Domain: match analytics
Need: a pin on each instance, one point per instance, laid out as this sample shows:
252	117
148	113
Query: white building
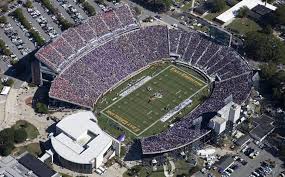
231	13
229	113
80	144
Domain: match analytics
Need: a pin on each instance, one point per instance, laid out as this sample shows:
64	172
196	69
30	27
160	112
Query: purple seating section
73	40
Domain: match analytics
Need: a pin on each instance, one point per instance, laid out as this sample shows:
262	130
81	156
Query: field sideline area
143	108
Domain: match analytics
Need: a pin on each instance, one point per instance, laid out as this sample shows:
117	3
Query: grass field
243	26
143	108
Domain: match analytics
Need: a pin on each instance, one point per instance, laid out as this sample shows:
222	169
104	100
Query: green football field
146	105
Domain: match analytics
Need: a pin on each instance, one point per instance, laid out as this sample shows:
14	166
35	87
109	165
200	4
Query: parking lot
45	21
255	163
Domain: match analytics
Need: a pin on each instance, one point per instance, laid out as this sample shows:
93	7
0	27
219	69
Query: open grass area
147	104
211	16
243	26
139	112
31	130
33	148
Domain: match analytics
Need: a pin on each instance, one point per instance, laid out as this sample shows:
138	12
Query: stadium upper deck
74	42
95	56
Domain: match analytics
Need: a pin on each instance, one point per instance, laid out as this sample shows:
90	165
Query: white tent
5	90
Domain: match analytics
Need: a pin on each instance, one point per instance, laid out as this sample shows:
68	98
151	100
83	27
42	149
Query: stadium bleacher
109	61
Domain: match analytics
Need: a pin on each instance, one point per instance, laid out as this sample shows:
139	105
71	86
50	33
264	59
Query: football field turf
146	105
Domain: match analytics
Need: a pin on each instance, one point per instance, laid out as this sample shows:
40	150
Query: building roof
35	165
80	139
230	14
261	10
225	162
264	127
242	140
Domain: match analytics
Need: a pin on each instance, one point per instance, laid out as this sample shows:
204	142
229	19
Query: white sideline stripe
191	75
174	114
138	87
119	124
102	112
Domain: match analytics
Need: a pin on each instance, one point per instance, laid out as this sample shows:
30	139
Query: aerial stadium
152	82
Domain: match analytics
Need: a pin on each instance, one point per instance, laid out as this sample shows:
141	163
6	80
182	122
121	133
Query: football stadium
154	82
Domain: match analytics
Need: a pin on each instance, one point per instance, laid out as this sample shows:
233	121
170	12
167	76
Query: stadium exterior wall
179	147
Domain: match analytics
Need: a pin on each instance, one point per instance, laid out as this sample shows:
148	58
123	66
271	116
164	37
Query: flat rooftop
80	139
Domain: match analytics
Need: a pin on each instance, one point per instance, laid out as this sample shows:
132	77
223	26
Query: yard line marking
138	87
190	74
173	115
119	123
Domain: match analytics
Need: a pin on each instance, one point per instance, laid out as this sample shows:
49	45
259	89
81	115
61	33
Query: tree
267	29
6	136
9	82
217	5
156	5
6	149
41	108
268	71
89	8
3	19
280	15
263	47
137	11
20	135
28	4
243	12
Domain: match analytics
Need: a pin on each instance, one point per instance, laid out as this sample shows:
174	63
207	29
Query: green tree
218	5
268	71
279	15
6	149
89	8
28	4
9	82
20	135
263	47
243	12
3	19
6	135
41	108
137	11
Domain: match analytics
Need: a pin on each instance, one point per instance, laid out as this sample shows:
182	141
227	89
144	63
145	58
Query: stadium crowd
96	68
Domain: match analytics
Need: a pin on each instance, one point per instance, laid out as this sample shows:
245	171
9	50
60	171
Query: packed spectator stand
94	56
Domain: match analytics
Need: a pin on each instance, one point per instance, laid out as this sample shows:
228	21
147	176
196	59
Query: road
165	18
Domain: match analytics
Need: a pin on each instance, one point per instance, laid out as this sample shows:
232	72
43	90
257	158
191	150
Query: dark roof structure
****************
Do this: Skip the pictures and transcribe the rest of the records exactly.

Full output:
Domain: match analytics
Need: a pin on each instance, one point per instance, laid out as this sample shows:
252	117
148	113
Query: white building
231	13
229	113
80	144
Domain: match analytics
Need: a pin on each instance, one point per instance, laid out as this sample shows:
64	172
196	69
30	27
160	112
Query: purple seating section
73	40
Domain: match analytics
Need: a pin on each instance, one point per instance, laid out as this sample shows:
262	130
81	156
Query: field sideline area
143	108
Domain: match analytics
Need: a pin on each instance, one point per instance, laid out as this sample shows:
117	3
Query: grass field
243	26
143	108
Domain: match analytics
Need: a pin on each instance, one point per instance, laid out as this sample shows:
222	169
104	100
Query: green football field
146	105
Domain: match analytics
Need: a pin on each instance, one point per instance, laid out as this sample shows:
14	166
35	87
109	165
200	4
Query: parking lot
45	21
255	163
Domain: match analytics
Need: a pin on each instance, one point per instance, laid out as this sample shows:
93	7
0	27
219	69
Query: open grass area
147	104
211	16
243	26
139	112
31	130
33	148
Domain: match analytics
Need: a pin on each instance, one point per instance, laid out as this sample shows:
138	12
Query: stadium upper deck
74	42
95	56
Domain: match analytics
Need: a pin on each instance, one point per instance, laid out as this sample shows:
90	165
Query: white tent
5	90
Domain: match analytics
Need: a pin on each instance, one point per instance, laid out as this sample shows:
68	98
151	100
83	27
42	149
Query: stadium bleacher
109	61
Domain: match analytics
Need: a pin on each instance, one point per instance, laid out as this sample shows:
139	105
71	86
50	33
264	59
Query: football field turf
146	105
Domain: match analytics
Need: a pin on each instance, one point per instance, laid out as this sample shows:
40	150
Query: building roof
35	165
80	139
230	14
261	10
225	162
264	127
242	140
Domain: match analytics
Need: a pin on each instance, one point per instance, laid out as this sample shows:
204	142
229	19
Query: white sideline stripe
191	75
174	114
138	87
119	124
102	112
Domain: match analytics
Need: a pin on each instance, one point per instance, laid out as this sample shows:
30	139
Query: aerial stadium
152	82
Domain: match analytics
Need: a pin on each instance, one point per instance, laid out as this sample shows:
141	163
6	80
182	122
121	133
Query: football stadium
154	82
Domain: match analytics
Need: a pin on each instance, one point per instance, laid out as this sample shows:
233	121
170	12
167	76
Query: stadium exterior wall
179	147
Domain: match analytics
Need: a pin on each instance, one point per instance, laid out as this sample shows:
148	58
123	66
271	116
164	37
Query: flat rooftop
80	139
Domain: match analytics
Need: a pin on each instance, one point per instance, laid out as this sample shows:
132	77
223	26
Query: yard line marking
138	87
190	74
173	115
119	123
Domain: match analytics
Need: a pin on each instance, one point per instance, laid out as this sample shows:
49	45
259	89
81	115
61	33
Query: tree
267	29
6	136
9	82
217	5
156	5
6	149
41	108
268	71
89	8
3	19
280	15
263	47
137	11
20	135
28	4
243	12
Domain: match analytics
Need: a pin on each instance, one point per instance, laid out as this sample shows:
174	63
207	29
Query: green tree
218	5
268	71
279	15
6	149
89	8
28	4
9	82
20	135
263	47
243	12
3	19
6	135
41	108
137	11
Domain: match analytics
Need: a pin on each instance, one point per instance, laid out as this sample shows:
182	141
227	89
144	63
145	58
Query: stadium crowd
96	68
Domain: match analytics
Need: a pin on each instance, one point per instance, laid out as this sample shows:
245	171
9	50
60	171
Query: packed spectator stand
94	56
Domain: match analytics
Need: a pin on each instance, one point per instance, laid out as this sample shows:
228	21
147	176
196	59
Query: road
165	18
Domain: match analytics
Need: a pin on each instance, one point per instance, laid out as this sample shows:
232	72
43	90
257	158
191	150
Query: dark roof structure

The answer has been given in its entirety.